- Short problem
Print exactly the lines from the one containing "point: the red name" through the last line of the listing, both included.

Position identification records
|---|

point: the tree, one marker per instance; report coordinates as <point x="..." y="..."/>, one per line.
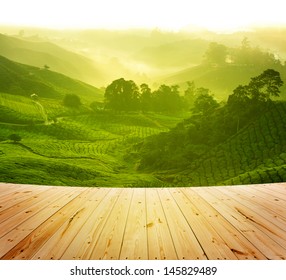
<point x="46" y="67"/>
<point x="167" y="99"/>
<point x="72" y="100"/>
<point x="15" y="138"/>
<point x="265" y="86"/>
<point x="205" y="103"/>
<point x="146" y="97"/>
<point x="122" y="95"/>
<point x="190" y="93"/>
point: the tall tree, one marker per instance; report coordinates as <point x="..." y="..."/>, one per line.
<point x="122" y="95"/>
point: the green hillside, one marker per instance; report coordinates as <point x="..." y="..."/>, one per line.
<point x="58" y="59"/>
<point x="91" y="149"/>
<point x="223" y="79"/>
<point x="255" y="154"/>
<point x="20" y="79"/>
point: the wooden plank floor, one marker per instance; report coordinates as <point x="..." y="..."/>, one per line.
<point x="237" y="222"/>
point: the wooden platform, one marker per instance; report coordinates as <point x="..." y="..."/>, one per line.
<point x="238" y="222"/>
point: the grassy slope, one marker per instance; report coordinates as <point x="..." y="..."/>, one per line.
<point x="58" y="59"/>
<point x="20" y="79"/>
<point x="87" y="150"/>
<point x="255" y="155"/>
<point x="221" y="80"/>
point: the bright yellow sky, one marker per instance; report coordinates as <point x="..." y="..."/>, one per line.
<point x="218" y="15"/>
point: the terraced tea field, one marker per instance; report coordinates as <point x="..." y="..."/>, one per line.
<point x="257" y="154"/>
<point x="86" y="149"/>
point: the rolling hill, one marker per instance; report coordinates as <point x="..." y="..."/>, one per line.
<point x="45" y="53"/>
<point x="223" y="79"/>
<point x="255" y="154"/>
<point x="20" y="79"/>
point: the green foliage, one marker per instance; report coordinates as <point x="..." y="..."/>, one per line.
<point x="241" y="142"/>
<point x="24" y="80"/>
<point x="71" y="100"/>
<point x="15" y="138"/>
<point x="205" y="103"/>
<point x="122" y="95"/>
<point x="216" y="54"/>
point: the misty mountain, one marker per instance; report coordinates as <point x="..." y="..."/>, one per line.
<point x="42" y="53"/>
<point x="20" y="79"/>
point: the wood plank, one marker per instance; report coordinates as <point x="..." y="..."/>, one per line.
<point x="26" y="248"/>
<point x="160" y="243"/>
<point x="16" y="214"/>
<point x="24" y="228"/>
<point x="109" y="243"/>
<point x="18" y="199"/>
<point x="270" y="194"/>
<point x="82" y="245"/>
<point x="270" y="248"/>
<point x="259" y="205"/>
<point x="214" y="246"/>
<point x="134" y="245"/>
<point x="8" y="189"/>
<point x="186" y="243"/>
<point x="58" y="243"/>
<point x="239" y="244"/>
<point x="270" y="200"/>
<point x="273" y="231"/>
<point x="243" y="222"/>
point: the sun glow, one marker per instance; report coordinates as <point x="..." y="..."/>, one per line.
<point x="219" y="15"/>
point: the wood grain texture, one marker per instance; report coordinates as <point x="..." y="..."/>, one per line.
<point x="236" y="222"/>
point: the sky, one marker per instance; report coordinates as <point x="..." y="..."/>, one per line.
<point x="215" y="15"/>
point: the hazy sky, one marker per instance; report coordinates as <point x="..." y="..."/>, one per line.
<point x="218" y="15"/>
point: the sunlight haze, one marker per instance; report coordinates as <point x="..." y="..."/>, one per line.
<point x="220" y="15"/>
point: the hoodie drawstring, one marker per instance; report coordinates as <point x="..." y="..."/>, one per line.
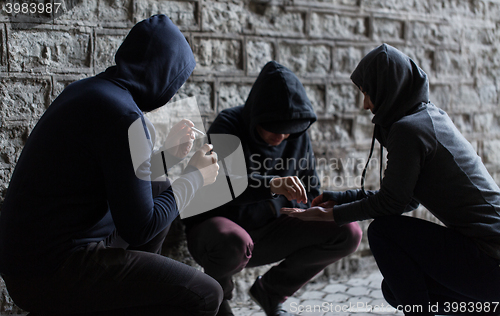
<point x="363" y="175"/>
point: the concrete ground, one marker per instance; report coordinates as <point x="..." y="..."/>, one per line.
<point x="357" y="295"/>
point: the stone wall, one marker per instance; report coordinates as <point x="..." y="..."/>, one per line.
<point x="455" y="41"/>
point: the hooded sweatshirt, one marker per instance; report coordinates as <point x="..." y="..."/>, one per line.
<point x="276" y="96"/>
<point x="428" y="160"/>
<point x="75" y="182"/>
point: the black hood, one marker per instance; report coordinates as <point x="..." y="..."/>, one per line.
<point x="395" y="84"/>
<point x="153" y="62"/>
<point x="278" y="97"/>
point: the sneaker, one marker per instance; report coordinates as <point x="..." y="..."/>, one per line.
<point x="272" y="306"/>
<point x="225" y="309"/>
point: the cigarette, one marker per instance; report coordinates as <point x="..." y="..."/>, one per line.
<point x="195" y="129"/>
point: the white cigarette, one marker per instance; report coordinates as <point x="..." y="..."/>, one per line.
<point x="195" y="129"/>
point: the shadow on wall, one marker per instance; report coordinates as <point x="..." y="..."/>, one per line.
<point x="24" y="15"/>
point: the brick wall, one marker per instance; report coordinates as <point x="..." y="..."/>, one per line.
<point x="456" y="42"/>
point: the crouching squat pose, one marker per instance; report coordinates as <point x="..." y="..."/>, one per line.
<point x="250" y="231"/>
<point x="75" y="188"/>
<point x="428" y="269"/>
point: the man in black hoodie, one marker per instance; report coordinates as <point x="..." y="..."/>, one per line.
<point x="428" y="268"/>
<point x="250" y="231"/>
<point x="76" y="186"/>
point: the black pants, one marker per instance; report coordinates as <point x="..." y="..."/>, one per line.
<point x="429" y="269"/>
<point x="224" y="248"/>
<point x="100" y="280"/>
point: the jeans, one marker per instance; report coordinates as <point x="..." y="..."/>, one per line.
<point x="100" y="280"/>
<point x="430" y="269"/>
<point x="224" y="248"/>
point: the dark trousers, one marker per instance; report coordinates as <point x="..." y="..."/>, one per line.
<point x="101" y="280"/>
<point x="224" y="248"/>
<point x="434" y="268"/>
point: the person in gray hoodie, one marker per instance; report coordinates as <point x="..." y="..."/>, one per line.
<point x="428" y="268"/>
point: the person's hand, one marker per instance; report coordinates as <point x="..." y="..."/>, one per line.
<point x="318" y="201"/>
<point x="180" y="139"/>
<point x="290" y="187"/>
<point x="207" y="164"/>
<point x="311" y="214"/>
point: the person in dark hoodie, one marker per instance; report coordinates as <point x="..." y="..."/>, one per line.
<point x="75" y="188"/>
<point x="428" y="268"/>
<point x="250" y="231"/>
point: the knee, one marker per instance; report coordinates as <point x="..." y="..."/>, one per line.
<point x="388" y="295"/>
<point x="377" y="232"/>
<point x="234" y="246"/>
<point x="353" y="235"/>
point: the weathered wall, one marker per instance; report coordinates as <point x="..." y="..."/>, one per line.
<point x="455" y="41"/>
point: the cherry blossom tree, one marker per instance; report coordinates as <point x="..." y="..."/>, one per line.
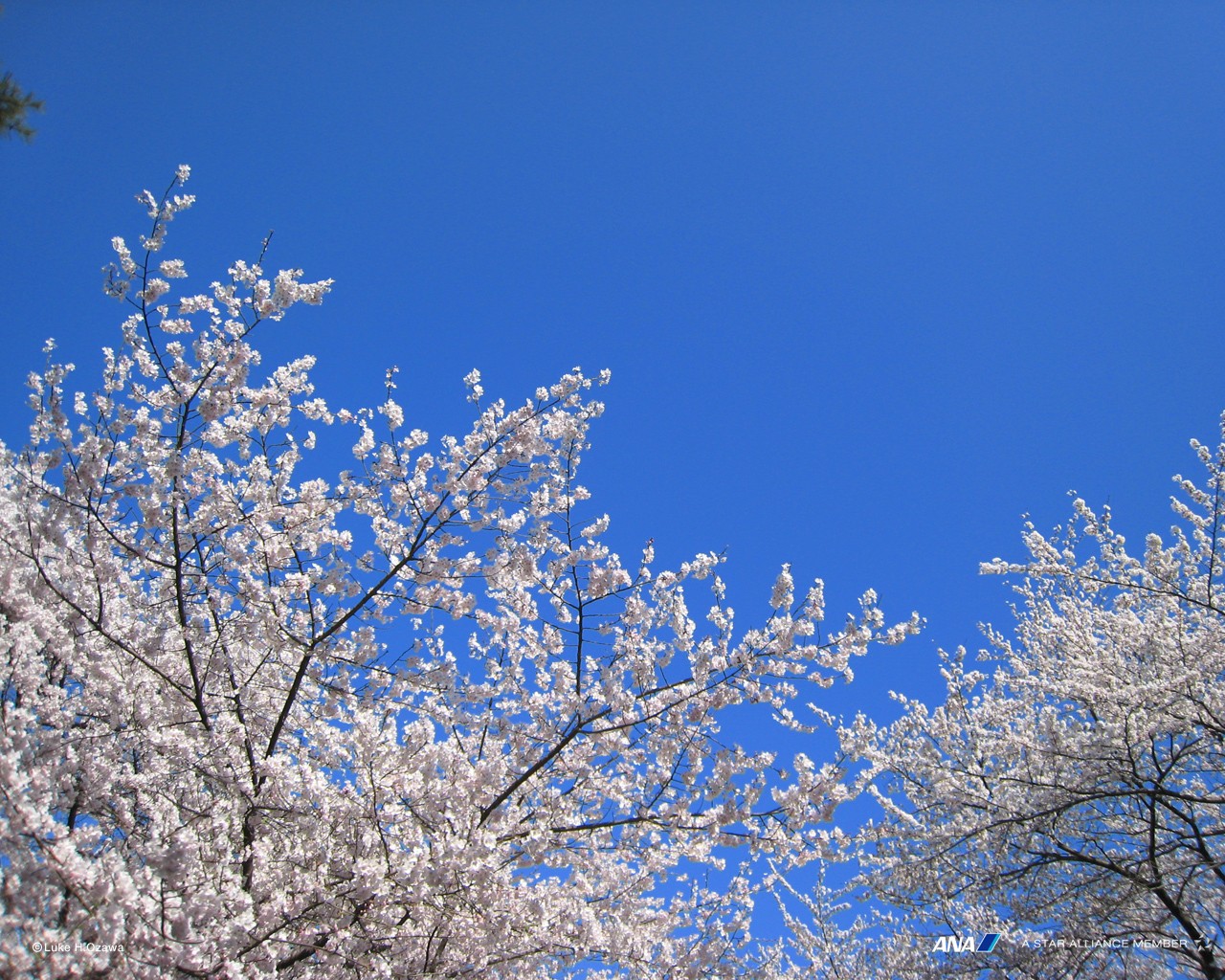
<point x="1071" y="796"/>
<point x="236" y="742"/>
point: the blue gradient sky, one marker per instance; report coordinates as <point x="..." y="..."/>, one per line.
<point x="874" y="279"/>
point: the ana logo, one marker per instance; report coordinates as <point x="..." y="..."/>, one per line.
<point x="966" y="944"/>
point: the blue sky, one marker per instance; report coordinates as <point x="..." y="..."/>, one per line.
<point x="874" y="279"/>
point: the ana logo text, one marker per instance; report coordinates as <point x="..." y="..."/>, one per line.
<point x="966" y="944"/>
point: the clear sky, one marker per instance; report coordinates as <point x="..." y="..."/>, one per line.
<point x="873" y="279"/>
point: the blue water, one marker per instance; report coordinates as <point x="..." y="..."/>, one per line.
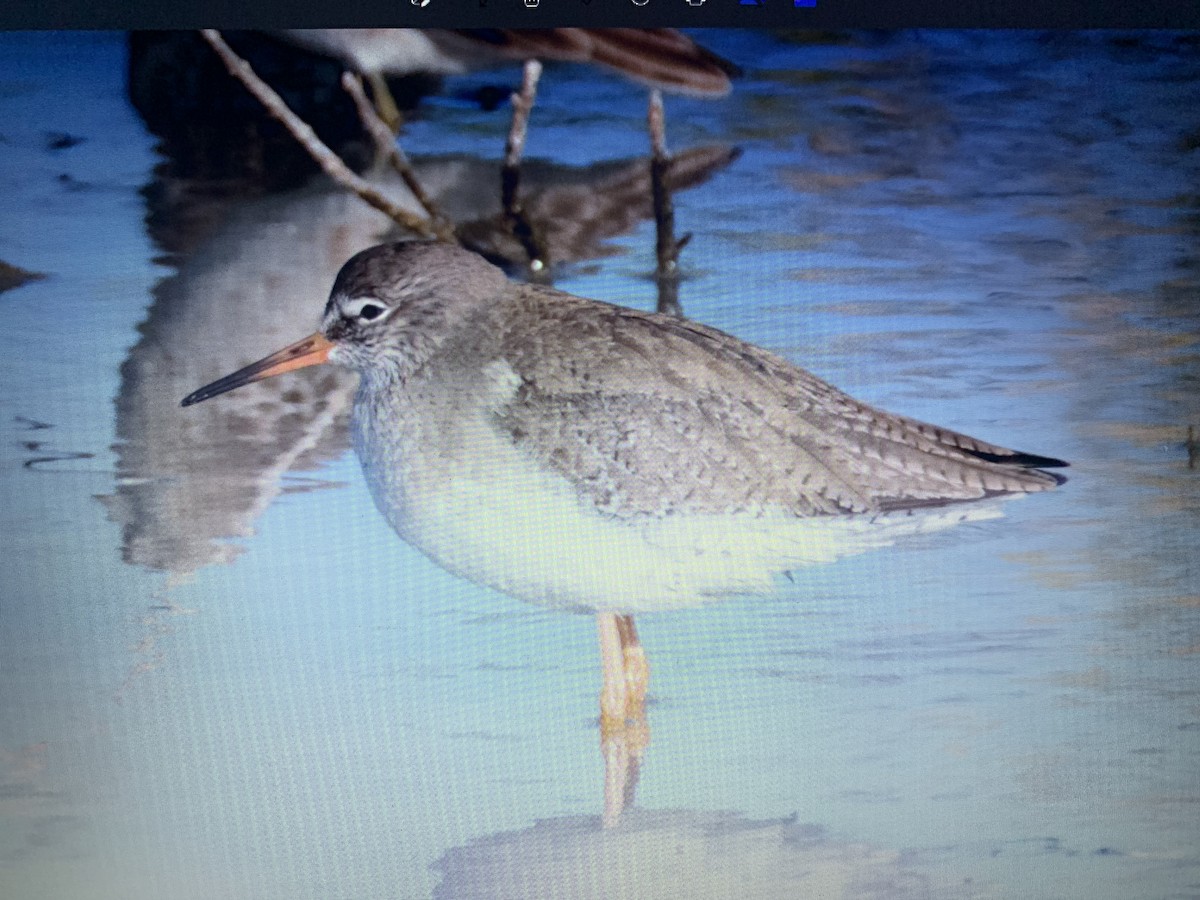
<point x="223" y="676"/>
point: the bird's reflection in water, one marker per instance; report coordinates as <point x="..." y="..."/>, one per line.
<point x="685" y="853"/>
<point x="247" y="271"/>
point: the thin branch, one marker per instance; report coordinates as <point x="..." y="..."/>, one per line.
<point x="301" y="131"/>
<point x="387" y="148"/>
<point x="510" y="175"/>
<point x="666" y="246"/>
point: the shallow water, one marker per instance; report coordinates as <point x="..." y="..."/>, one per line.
<point x="223" y="676"/>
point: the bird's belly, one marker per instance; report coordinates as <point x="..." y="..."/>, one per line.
<point x="484" y="510"/>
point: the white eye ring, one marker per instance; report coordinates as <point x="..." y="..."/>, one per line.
<point x="364" y="309"/>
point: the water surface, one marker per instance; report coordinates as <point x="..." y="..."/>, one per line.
<point x="223" y="676"/>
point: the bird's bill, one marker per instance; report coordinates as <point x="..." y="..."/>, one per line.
<point x="312" y="351"/>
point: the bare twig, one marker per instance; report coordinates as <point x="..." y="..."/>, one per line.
<point x="387" y="148"/>
<point x="510" y="175"/>
<point x="301" y="131"/>
<point x="666" y="246"/>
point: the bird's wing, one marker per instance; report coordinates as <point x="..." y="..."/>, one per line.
<point x="643" y="412"/>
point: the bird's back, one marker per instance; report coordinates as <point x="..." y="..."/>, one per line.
<point x="649" y="414"/>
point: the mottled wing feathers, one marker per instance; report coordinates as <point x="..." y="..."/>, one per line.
<point x="646" y="413"/>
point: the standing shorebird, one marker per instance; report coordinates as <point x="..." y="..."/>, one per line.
<point x="576" y="454"/>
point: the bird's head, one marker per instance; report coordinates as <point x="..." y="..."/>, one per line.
<point x="390" y="307"/>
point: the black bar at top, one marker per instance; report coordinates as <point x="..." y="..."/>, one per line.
<point x="598" y="13"/>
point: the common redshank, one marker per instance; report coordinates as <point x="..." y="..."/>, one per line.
<point x="577" y="454"/>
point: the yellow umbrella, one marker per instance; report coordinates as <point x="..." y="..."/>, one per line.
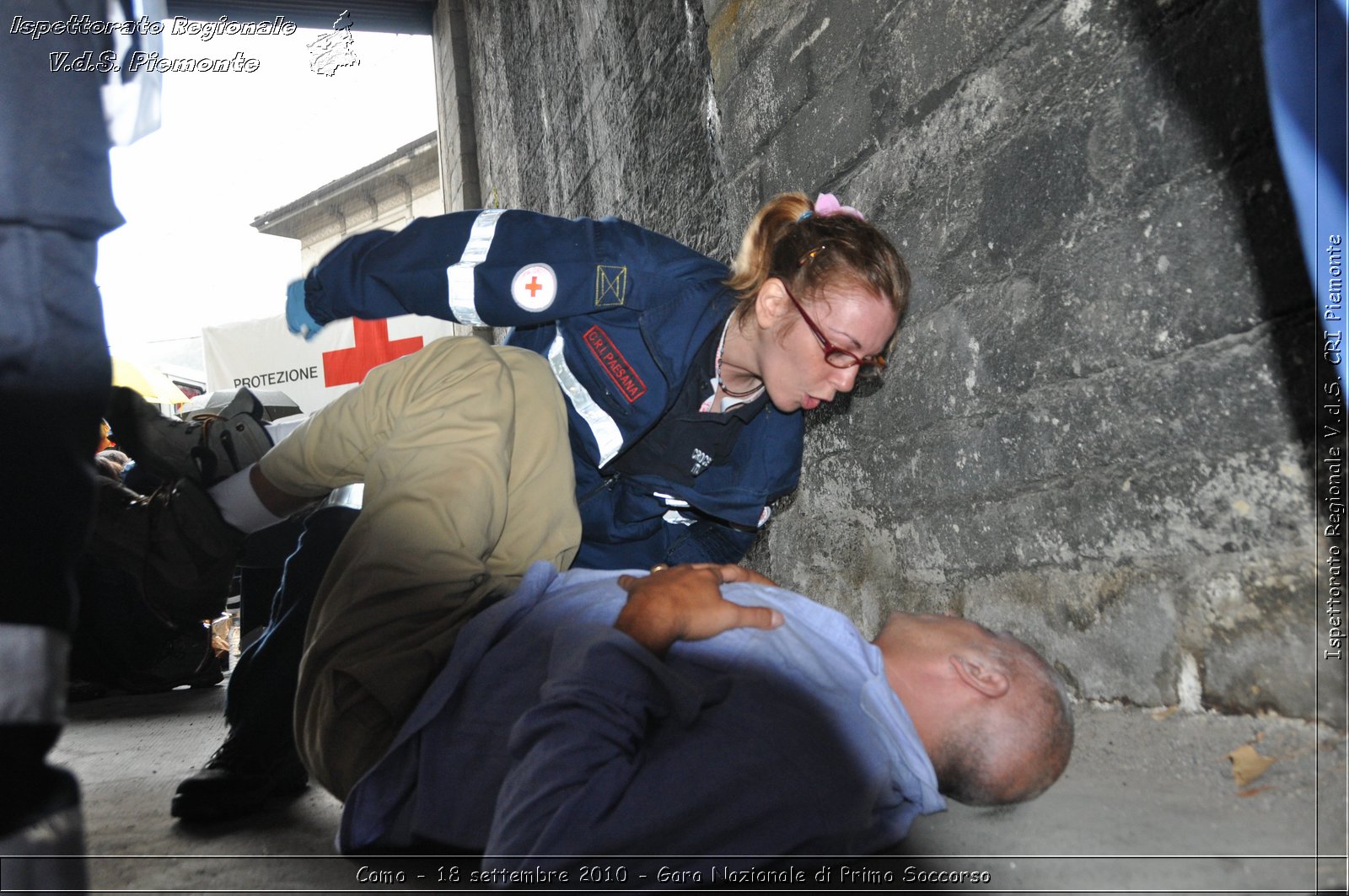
<point x="148" y="381"/>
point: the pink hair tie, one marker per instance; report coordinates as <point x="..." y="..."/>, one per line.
<point x="827" y="204"/>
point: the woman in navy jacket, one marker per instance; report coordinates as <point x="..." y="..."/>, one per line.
<point x="685" y="381"/>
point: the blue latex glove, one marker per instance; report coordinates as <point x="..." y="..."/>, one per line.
<point x="297" y="316"/>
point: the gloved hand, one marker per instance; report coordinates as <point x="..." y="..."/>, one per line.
<point x="297" y="316"/>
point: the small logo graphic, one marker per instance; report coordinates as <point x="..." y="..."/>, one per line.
<point x="331" y="51"/>
<point x="606" y="352"/>
<point x="610" y="285"/>
<point x="535" y="287"/>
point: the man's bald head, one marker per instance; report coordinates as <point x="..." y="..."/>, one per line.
<point x="992" y="713"/>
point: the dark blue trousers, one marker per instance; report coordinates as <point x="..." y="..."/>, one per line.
<point x="56" y="200"/>
<point x="260" y="703"/>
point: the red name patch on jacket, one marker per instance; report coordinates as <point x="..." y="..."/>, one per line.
<point x="606" y="352"/>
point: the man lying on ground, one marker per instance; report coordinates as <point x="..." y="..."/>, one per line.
<point x="678" y="722"/>
<point x="449" y="700"/>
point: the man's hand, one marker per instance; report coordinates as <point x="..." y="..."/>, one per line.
<point x="685" y="604"/>
<point x="297" y="316"/>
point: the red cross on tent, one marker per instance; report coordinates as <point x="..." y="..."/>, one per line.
<point x="373" y="348"/>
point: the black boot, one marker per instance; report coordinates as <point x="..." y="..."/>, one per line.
<point x="239" y="781"/>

|---|

- Result below
point: the red name patch on jacket, one marker per instance; report coordinates as <point x="..." y="..."/>, one per line.
<point x="606" y="352"/>
point: the man lying on ground, one marker per instance; report coordinates as <point x="..." y="..."/>, one per line.
<point x="678" y="722"/>
<point x="449" y="700"/>
point: the man's hand, one marker per instance; report coordinates as <point x="..." y="..."/>, one per line.
<point x="685" y="604"/>
<point x="297" y="316"/>
point: the red cross on tent, one marker per instance; report coordinates as <point x="..." y="..."/>, one per line.
<point x="373" y="348"/>
point: the black boot, one marker per instance; report coordinates as <point x="..." y="..."/>, one per line.
<point x="239" y="781"/>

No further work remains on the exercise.